Pick out every line in the records below that contains the word "shorts", and copy each one.

■ Position annotation records
— BEGIN —

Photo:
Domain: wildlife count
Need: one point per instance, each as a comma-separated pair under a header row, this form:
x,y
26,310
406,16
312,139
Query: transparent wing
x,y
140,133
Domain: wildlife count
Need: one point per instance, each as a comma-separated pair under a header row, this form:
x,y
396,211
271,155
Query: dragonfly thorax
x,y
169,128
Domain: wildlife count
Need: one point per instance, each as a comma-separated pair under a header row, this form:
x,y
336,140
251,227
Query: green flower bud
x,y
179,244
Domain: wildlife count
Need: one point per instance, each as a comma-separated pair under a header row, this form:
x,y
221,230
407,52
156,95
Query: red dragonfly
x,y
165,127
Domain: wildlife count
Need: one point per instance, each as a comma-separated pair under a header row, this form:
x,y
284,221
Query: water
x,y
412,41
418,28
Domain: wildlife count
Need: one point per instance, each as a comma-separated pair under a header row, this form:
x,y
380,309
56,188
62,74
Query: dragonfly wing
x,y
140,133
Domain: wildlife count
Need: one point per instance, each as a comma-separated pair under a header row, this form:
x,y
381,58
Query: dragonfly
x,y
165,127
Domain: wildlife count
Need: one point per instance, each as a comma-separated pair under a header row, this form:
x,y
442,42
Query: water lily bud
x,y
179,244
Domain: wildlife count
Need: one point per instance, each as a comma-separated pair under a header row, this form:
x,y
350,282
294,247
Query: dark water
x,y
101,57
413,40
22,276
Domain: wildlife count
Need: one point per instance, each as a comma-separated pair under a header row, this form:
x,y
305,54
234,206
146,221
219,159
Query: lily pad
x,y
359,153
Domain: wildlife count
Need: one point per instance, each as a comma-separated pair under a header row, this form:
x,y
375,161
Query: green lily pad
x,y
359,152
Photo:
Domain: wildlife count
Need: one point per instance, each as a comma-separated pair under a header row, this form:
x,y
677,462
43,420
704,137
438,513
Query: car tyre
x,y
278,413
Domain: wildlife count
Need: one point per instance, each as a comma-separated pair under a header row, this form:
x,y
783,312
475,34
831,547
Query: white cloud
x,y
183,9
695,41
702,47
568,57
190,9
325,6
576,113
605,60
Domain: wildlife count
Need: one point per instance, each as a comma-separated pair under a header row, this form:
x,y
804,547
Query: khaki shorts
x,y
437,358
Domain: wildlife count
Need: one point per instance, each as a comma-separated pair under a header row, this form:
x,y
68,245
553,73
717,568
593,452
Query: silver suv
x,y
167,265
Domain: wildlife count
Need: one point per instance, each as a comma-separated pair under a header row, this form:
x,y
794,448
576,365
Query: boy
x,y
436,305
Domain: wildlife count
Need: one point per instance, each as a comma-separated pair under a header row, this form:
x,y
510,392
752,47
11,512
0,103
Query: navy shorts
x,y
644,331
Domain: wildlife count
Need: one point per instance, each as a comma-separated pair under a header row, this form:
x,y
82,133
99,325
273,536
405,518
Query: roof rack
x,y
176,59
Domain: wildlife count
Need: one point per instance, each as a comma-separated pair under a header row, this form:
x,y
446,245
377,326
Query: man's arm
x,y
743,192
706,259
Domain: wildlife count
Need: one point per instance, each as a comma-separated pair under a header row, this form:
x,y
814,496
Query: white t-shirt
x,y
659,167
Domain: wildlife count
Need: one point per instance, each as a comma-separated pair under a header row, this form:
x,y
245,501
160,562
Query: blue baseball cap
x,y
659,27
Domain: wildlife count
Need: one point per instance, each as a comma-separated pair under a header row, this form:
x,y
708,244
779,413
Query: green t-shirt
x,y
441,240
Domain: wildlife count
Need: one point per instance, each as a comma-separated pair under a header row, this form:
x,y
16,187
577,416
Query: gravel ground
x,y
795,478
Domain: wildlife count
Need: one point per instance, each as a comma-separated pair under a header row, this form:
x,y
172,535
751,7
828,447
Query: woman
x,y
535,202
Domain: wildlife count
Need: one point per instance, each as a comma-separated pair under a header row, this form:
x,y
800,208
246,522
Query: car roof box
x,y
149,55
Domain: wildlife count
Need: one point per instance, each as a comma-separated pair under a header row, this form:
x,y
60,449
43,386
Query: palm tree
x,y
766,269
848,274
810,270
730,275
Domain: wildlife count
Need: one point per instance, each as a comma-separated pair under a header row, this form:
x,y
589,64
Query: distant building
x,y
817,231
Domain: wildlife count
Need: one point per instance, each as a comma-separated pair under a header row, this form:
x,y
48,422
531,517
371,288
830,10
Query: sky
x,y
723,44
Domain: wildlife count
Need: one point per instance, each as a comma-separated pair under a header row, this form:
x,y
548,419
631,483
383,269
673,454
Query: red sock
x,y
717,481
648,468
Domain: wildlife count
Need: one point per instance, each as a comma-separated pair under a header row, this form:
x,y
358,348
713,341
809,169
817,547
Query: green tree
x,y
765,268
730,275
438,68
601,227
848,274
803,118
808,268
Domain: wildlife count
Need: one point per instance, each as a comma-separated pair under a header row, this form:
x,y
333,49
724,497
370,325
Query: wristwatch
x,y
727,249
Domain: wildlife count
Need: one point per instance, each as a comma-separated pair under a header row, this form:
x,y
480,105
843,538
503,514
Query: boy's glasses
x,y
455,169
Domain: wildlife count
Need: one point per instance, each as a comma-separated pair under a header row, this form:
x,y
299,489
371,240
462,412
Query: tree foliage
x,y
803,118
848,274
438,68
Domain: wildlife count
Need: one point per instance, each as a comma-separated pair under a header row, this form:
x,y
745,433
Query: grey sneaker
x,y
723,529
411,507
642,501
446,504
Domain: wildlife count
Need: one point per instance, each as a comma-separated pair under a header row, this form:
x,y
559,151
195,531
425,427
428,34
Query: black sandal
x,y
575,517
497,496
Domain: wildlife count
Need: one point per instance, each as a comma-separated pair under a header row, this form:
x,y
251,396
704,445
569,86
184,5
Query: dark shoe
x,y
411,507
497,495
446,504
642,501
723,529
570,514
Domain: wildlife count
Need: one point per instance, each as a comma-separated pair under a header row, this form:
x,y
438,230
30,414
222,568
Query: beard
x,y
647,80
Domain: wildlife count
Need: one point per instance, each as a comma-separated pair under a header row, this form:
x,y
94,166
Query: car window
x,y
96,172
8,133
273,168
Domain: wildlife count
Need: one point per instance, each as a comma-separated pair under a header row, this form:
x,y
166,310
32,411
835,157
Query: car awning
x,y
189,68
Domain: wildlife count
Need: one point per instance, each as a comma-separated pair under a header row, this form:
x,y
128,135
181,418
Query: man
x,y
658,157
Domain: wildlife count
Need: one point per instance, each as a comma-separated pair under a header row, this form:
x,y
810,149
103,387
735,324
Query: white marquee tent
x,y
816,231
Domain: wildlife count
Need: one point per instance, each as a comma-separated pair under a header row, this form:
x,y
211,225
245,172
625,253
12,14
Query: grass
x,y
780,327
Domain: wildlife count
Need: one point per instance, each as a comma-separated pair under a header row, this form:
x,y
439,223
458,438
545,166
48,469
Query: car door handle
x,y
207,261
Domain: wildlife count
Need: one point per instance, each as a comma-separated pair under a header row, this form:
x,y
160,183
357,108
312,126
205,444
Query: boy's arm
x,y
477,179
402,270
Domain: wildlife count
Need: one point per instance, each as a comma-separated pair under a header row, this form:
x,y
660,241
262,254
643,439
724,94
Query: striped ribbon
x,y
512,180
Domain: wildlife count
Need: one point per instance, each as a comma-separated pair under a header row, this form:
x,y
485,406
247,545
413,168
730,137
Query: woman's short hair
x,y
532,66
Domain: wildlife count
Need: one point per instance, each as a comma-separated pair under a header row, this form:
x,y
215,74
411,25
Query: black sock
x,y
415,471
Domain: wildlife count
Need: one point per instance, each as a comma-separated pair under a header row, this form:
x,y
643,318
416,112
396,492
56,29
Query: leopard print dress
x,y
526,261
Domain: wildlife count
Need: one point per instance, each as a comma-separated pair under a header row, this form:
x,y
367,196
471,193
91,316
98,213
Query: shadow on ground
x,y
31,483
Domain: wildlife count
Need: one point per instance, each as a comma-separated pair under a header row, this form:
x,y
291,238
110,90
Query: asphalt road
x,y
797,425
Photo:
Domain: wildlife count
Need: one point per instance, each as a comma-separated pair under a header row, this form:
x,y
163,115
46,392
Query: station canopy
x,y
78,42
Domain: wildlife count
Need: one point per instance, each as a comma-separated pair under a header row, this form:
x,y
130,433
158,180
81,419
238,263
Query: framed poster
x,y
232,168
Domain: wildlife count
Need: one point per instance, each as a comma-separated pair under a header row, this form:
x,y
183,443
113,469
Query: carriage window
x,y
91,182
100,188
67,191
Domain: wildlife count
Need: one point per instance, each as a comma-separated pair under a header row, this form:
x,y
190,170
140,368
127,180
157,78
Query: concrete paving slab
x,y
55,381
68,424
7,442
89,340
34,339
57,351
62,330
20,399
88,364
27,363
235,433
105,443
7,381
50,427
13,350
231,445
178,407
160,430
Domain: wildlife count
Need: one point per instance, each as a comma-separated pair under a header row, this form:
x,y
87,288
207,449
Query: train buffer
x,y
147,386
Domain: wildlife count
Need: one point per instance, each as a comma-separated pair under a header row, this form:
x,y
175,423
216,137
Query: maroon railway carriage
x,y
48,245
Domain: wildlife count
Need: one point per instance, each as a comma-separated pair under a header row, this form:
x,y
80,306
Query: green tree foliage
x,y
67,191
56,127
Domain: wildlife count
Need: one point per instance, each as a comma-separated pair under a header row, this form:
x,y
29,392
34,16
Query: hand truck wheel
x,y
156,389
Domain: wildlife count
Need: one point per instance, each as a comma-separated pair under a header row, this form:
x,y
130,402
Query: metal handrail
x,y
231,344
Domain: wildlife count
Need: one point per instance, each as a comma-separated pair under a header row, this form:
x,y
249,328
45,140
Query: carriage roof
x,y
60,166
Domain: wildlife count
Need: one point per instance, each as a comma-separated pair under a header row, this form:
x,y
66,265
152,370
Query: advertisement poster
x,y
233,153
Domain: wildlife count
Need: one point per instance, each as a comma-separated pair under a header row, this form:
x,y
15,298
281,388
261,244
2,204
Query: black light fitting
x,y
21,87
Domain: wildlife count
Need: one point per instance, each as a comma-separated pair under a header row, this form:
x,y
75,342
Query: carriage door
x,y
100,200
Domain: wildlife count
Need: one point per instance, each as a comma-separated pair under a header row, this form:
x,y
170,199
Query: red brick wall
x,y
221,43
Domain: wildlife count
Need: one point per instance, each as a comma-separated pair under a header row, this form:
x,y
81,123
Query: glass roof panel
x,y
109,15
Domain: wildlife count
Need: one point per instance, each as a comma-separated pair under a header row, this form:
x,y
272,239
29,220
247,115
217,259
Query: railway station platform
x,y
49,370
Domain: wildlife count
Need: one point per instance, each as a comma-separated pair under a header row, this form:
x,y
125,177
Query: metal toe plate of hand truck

— END —

■ Task output
Query: khaki shorts
Query: navy shorts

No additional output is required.